Source text ▸
——————————

Calculates similarity measures of image descriptions and produces visualizations
This project uses a virtualenv to load requirements. To generate the virtualenv run:
virtualenv venv
in the mrSleuthy directory. You can then activate the virtural environment and load mrSleuthy by running:
. venv/bin/activate
pip install --editable .
If this doesn't work, you can also try
python setup.py install
Or manually install dependencies from listed in requirements.txt
To download the necessary NLTK corpora run,
python nltk_init.py
If everything loads properly, then running:
sleuth
from the terminal should display the available options and commands, as shown below.
Usage: sleuth [OPTIONS] COMMAND [ARGS]...
To start Mr.Sleuthy, run 'start readin INPUT', where input is the filepath
you want to read inAfter 'start' has run successfully, run 'word2vec' or
'tfidf' to compute a similarity matrix 'Output' is used after 'tfidf' or
'word2vec' to generate visual outputsTo view options for commands, enter
'start command --help'
Options:
--help Show this message and exit.

——————————

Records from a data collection
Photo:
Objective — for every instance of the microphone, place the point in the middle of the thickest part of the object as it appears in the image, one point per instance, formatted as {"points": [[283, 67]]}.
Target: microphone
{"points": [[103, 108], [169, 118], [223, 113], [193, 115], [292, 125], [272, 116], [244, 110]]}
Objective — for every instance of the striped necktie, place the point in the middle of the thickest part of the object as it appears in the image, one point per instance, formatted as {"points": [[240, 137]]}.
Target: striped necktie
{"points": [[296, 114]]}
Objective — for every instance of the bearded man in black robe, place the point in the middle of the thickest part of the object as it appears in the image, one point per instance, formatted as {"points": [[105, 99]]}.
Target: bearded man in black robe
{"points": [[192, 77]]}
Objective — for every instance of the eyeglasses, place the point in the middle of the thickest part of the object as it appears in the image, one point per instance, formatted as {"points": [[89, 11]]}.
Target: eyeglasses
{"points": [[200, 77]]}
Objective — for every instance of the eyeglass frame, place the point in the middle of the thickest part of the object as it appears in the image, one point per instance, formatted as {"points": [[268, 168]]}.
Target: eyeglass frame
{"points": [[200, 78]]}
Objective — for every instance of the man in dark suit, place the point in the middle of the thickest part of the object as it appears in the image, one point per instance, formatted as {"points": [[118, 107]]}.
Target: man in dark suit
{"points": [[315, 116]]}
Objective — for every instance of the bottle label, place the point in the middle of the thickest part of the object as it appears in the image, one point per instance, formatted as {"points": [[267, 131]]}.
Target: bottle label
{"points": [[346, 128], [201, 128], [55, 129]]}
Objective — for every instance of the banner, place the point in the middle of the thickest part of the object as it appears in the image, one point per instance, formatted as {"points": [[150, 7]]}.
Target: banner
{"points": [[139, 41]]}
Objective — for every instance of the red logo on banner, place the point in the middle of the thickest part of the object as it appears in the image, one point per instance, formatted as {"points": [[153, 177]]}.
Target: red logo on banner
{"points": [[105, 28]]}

——————————

Parts of the exercise ▸
a) Copy out word for word the records starting at the line that contains "Objective — for every instance of the eyeglass frame, place" and ending at the last line of the records.
b) Extend the mrSleuthy setup guide, picking up after its final line.
The text and the records were taken from separate sources.

Results in order ▸
a)
Objective — for every instance of the eyeglass frame, place the point in the middle of the thickest part of the object as it appears in the image, one point per instance, formatted as {"points": [[268, 168]]}.
Target: eyeglass frame
{"points": [[200, 78]]}
Objective — for every instance of the man in dark suit, place the point in the middle of the thickest part of the object as it appears in the image, one point per instance, formatted as {"points": [[118, 107]]}.
Target: man in dark suit
{"points": [[315, 116]]}
Objective — for every instance of the bottle label, place the point in the middle of the thickest part of the object as it appears in the image, one point per instance, formatted as {"points": [[267, 131]]}.
Target: bottle label
{"points": [[346, 128], [201, 128], [55, 129]]}
Objective — for every instance of the banner, place the point in the middle of the thickest part of the object as it appears in the image, one point per instance, formatted as {"points": [[150, 7]]}.
Target: banner
{"points": [[139, 41]]}
Objective — for every instance of the red logo on banner, place the point in the middle of the thickest part of the object as it appears in the image, one point per instance, formatted as {"points": [[153, 177]]}.
Target: red logo on banner
{"points": [[105, 28]]}

b)
Commands:
output Generate visual output
readin Read an input file
tfidf Calculate similarites with tf-idf
word2vec Calculate similarites with word2vec model
write Write responses, usable words, and POS counts
View options for individual commands with,
sleuth readin --help
Usage: sleuth readin [OPTIONS] INP
Optional flags can be used to alter how input is read --stem is intended
to be combined with the 'tfidf' command.
Options:
-t Use a folder of .txt files as the input
--des Only use descriptions responses
--rem Only use reminded responses
--stem Only use with tfidf command! Stem words with NLTK
SnowballStemmer
--help Show this message and exit.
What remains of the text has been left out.